▶ About this exercise:
Pick each line containing the word "wooden" out of the data below.

▶ Source data:
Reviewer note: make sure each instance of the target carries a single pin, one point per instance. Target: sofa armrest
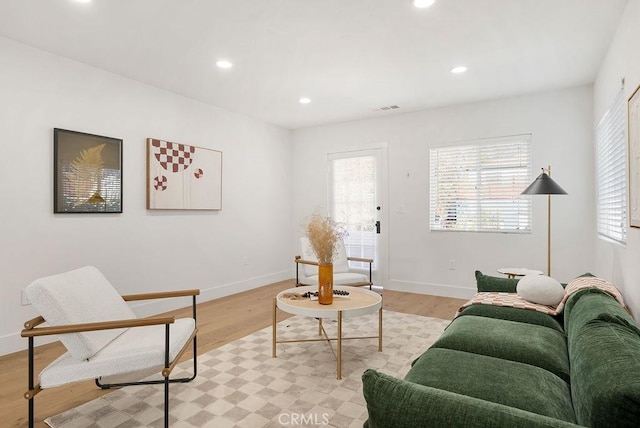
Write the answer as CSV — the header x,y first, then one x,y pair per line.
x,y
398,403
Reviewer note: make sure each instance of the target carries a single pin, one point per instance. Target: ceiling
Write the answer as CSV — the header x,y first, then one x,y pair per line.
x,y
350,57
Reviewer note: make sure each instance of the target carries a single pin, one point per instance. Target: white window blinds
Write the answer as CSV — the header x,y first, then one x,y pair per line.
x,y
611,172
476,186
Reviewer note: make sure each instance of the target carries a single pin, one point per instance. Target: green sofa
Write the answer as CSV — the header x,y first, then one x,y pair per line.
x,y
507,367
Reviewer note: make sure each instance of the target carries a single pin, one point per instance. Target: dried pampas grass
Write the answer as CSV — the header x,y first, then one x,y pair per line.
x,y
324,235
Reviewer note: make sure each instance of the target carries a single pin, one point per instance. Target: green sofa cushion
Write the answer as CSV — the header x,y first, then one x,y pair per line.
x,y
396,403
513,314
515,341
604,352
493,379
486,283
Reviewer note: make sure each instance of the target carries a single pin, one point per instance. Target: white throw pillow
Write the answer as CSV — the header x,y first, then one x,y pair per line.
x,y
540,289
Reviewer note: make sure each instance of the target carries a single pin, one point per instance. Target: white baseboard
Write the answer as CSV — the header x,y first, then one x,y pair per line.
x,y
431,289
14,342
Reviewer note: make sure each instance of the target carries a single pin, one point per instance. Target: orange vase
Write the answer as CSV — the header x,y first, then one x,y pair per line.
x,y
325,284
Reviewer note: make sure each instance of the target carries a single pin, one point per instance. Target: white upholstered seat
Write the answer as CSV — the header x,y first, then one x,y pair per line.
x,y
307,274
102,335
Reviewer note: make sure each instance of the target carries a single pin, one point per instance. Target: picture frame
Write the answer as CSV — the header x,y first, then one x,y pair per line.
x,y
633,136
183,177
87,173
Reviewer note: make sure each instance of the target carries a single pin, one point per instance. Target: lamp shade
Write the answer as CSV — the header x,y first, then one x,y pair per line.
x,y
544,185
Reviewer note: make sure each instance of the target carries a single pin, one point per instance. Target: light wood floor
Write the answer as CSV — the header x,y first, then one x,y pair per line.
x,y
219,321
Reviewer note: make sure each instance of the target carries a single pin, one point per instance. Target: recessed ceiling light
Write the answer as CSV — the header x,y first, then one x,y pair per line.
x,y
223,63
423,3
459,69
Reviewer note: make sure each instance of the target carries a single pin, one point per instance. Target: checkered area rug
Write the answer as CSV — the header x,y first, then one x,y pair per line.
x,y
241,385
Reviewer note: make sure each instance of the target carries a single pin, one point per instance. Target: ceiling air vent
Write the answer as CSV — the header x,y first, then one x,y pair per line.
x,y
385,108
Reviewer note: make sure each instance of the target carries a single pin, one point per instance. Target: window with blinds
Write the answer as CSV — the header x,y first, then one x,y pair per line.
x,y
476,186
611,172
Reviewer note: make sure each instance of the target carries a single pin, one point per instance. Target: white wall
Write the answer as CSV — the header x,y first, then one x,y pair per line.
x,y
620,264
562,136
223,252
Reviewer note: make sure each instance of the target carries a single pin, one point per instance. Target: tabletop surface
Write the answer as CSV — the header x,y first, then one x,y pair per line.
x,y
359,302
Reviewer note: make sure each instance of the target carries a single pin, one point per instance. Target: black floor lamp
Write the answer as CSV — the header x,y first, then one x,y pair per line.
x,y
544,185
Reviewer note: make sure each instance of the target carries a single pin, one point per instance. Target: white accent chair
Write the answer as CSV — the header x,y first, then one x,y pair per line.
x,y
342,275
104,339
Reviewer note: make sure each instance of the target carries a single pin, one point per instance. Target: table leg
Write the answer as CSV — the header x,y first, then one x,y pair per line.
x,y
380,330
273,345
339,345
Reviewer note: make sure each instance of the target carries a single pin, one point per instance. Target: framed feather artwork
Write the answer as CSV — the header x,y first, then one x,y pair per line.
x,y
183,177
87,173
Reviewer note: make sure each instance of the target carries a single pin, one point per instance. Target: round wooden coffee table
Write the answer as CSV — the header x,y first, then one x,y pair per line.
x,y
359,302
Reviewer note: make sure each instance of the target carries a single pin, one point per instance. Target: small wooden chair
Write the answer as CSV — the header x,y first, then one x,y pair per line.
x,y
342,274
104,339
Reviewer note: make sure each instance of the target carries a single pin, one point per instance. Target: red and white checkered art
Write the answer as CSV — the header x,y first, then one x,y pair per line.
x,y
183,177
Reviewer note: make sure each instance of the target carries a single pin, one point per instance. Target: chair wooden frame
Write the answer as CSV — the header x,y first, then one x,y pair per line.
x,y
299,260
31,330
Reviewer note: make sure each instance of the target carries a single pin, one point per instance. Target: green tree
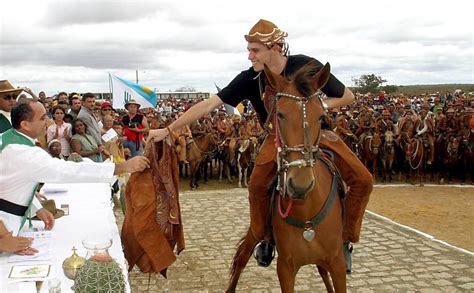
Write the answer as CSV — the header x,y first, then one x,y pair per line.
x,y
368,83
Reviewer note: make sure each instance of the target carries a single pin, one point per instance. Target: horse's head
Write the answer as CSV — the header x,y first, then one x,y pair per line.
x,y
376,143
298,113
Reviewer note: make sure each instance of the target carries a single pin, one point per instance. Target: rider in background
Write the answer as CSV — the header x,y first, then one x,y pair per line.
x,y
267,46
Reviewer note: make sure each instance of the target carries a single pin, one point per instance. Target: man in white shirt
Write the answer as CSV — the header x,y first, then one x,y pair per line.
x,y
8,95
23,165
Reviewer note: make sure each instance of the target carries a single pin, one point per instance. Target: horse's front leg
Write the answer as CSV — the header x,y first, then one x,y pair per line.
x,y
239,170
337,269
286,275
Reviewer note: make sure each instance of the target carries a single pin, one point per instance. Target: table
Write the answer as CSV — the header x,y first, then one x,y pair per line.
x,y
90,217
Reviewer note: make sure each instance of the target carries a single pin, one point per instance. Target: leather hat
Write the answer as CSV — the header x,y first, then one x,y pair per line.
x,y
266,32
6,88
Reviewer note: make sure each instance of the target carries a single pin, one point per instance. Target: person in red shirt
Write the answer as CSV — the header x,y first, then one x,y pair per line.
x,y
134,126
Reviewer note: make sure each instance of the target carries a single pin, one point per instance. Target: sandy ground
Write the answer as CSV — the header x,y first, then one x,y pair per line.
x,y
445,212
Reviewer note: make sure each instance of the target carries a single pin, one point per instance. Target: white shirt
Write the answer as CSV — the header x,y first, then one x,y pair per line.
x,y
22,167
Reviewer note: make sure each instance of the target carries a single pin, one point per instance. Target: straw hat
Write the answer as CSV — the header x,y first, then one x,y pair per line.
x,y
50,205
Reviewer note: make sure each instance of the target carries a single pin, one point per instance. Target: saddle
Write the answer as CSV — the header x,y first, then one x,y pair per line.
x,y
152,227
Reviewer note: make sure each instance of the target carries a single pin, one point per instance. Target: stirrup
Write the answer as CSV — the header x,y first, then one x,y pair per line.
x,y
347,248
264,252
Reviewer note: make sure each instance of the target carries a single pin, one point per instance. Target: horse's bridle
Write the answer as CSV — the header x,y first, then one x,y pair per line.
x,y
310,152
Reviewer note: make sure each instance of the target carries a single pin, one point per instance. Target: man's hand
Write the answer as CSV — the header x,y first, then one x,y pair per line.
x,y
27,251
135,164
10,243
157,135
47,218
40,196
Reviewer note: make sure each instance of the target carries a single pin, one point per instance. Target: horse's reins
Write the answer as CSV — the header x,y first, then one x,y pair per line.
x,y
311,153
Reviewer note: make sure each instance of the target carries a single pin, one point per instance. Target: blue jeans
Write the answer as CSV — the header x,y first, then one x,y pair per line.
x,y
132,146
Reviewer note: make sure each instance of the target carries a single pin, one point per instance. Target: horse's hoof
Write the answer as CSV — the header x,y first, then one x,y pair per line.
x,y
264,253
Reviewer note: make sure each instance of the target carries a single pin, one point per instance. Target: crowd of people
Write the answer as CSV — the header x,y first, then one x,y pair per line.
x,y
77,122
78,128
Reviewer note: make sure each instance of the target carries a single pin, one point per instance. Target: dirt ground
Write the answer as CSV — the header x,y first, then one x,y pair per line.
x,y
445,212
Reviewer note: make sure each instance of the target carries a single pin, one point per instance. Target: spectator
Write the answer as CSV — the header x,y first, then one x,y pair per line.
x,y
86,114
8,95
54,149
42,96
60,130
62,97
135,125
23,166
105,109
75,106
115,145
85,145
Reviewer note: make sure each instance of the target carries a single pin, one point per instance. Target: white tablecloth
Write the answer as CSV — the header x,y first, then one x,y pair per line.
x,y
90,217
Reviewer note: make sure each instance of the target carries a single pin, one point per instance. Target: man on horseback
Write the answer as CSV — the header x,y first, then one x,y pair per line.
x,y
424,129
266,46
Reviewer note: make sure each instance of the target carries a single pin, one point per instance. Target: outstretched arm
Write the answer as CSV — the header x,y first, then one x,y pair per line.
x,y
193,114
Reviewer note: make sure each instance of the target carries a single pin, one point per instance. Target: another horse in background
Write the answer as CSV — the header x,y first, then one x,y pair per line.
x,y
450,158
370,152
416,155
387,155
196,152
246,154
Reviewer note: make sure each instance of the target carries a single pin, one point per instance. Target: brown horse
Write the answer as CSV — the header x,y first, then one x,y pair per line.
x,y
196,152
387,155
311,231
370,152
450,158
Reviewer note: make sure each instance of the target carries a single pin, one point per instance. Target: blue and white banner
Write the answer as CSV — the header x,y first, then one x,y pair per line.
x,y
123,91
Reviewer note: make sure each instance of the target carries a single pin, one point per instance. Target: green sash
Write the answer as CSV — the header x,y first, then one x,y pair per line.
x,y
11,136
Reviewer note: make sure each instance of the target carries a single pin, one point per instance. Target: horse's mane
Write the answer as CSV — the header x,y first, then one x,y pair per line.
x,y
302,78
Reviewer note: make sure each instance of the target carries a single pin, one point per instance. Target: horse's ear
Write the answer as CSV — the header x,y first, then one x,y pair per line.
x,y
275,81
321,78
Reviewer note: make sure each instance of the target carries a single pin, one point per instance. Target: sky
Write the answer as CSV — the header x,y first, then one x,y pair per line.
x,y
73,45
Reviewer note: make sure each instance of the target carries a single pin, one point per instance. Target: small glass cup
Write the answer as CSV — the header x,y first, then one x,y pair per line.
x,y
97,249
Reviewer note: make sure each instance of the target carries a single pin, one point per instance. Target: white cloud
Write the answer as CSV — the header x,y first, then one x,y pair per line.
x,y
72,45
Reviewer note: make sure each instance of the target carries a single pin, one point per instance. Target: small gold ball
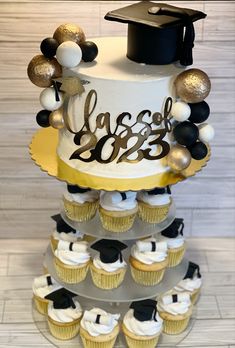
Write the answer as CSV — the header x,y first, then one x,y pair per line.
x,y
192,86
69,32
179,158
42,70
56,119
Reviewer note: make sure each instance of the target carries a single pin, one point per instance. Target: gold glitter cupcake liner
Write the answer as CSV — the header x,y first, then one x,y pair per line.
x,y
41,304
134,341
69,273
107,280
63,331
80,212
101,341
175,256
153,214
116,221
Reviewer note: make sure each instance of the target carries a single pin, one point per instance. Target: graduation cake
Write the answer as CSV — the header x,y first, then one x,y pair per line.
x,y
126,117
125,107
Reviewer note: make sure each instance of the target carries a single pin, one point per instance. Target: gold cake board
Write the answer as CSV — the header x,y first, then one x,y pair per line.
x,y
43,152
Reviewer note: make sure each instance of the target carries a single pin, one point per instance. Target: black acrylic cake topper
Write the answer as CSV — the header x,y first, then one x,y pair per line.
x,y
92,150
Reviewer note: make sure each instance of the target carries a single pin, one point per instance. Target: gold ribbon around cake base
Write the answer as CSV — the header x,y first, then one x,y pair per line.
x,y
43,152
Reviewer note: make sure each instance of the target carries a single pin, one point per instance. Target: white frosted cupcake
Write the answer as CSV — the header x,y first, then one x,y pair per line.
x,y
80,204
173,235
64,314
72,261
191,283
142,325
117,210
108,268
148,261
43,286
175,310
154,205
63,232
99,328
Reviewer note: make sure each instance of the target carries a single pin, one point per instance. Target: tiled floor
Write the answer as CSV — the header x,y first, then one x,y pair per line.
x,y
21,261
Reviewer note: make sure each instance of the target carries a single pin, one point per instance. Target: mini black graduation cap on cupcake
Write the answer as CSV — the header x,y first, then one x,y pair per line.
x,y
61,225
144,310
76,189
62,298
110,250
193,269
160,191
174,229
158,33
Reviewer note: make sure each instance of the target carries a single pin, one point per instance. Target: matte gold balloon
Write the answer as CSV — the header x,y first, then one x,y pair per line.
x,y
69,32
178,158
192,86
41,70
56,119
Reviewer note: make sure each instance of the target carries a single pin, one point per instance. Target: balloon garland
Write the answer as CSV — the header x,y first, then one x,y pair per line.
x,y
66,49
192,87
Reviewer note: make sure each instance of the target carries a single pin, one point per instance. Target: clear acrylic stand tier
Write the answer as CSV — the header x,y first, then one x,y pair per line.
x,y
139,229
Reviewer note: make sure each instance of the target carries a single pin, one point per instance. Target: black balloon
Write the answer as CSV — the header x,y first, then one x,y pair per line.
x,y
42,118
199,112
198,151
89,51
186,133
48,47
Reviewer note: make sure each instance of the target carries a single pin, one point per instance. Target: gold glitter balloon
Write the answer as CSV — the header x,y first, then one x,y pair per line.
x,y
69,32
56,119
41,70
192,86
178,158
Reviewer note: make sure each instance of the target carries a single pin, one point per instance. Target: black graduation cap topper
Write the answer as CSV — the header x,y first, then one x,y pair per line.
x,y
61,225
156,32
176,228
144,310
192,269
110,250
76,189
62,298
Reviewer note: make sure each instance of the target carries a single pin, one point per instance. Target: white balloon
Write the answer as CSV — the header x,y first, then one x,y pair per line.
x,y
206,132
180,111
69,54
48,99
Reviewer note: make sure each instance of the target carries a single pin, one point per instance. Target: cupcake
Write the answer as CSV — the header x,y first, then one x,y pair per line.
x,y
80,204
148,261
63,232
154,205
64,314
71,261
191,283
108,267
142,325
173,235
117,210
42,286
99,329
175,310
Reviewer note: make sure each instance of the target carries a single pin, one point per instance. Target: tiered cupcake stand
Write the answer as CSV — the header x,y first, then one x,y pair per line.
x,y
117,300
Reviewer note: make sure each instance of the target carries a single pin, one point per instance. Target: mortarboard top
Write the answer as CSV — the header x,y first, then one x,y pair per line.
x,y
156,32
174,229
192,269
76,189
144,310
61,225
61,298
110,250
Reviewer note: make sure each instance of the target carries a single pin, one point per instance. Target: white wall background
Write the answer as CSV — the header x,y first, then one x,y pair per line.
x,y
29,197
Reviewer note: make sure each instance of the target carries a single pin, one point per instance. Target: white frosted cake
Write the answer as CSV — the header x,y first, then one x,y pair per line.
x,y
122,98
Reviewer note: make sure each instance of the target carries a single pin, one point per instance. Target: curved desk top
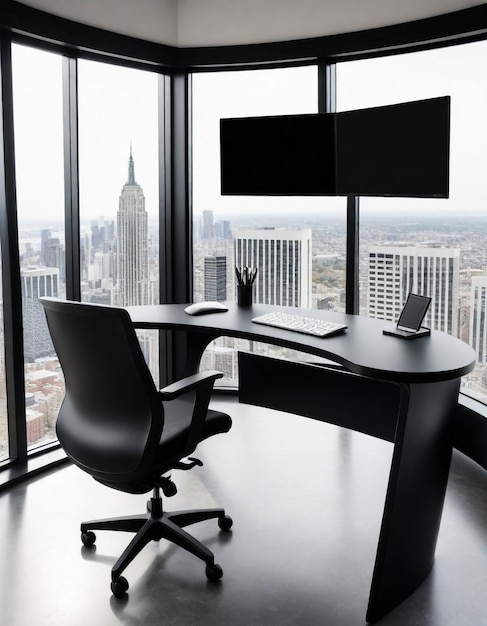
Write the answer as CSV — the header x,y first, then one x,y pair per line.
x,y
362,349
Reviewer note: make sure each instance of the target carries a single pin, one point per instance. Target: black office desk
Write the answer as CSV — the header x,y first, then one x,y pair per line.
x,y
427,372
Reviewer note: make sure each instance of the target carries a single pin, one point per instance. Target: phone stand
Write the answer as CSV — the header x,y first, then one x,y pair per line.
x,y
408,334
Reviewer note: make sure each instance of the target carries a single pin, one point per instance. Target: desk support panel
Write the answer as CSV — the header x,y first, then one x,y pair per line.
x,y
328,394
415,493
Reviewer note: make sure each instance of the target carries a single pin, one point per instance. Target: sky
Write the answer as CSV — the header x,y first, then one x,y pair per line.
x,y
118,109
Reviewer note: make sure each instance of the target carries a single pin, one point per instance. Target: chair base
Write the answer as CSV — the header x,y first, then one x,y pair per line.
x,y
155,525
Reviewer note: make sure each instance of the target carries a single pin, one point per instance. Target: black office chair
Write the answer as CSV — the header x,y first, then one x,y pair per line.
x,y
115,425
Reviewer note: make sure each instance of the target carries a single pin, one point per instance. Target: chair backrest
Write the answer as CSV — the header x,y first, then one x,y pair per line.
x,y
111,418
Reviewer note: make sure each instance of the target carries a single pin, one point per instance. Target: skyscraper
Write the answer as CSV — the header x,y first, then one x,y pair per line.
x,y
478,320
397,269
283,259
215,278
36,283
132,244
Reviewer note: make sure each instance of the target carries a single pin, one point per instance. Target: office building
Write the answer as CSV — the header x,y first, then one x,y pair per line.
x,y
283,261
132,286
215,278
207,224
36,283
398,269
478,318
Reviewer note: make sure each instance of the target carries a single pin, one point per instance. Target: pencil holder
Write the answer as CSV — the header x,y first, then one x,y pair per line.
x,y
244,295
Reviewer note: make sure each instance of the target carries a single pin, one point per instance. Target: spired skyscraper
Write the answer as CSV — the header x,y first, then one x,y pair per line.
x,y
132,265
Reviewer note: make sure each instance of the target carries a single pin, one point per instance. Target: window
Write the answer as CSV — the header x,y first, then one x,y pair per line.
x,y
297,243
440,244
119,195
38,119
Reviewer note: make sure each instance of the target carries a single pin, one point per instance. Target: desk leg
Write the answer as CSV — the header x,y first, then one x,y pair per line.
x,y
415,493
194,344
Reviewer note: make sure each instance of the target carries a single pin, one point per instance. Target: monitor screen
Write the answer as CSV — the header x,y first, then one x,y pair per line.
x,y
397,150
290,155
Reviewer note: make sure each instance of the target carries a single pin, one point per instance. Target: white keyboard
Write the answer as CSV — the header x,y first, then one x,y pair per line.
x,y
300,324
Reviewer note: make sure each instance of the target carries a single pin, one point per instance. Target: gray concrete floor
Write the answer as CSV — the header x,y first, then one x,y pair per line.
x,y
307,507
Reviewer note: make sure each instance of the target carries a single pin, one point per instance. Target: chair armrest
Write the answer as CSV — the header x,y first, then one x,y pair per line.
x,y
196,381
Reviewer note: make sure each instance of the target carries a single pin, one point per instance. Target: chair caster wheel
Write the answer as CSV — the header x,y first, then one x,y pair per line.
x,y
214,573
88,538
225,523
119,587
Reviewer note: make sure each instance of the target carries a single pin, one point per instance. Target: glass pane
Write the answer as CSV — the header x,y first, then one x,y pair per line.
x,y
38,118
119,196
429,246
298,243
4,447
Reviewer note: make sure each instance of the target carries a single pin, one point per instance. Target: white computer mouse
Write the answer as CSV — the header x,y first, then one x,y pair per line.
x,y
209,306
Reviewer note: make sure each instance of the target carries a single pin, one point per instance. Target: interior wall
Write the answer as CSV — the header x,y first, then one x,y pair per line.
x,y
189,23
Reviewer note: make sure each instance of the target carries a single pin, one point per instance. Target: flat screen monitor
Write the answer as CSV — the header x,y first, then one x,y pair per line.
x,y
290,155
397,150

▶ Result for this exercise:
Reviewer note: make sure each instance of the target carries a single pin, one point per instance. Target: round wooden coffee table
Reviewer note: make sure each instance of the target carries a single pin, one point per instance. Target: small wooden chair
Reviewer note: make sure each instance of the target carries a single pin, one point per instance. Target: chair wooden frame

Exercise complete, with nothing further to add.